### WORK INSTRUCTIONS
Reproduce the lines of the items verbatim, beginning with the line that contains "Find the person" and continuing through the final line of the items.

[Dataset excerpt]
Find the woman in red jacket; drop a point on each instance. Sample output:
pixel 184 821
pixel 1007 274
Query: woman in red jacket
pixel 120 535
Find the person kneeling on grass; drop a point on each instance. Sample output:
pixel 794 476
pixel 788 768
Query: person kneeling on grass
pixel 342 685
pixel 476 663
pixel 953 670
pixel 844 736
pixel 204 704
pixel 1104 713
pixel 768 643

### WRITTEN RESPONSE
Find the person kneeling on grass; drop a point on each instance. Sample output:
pixel 794 476
pixel 788 768
Query: person kneeling on grass
pixel 342 685
pixel 476 663
pixel 953 670
pixel 844 736
pixel 204 704
pixel 1104 713
pixel 768 643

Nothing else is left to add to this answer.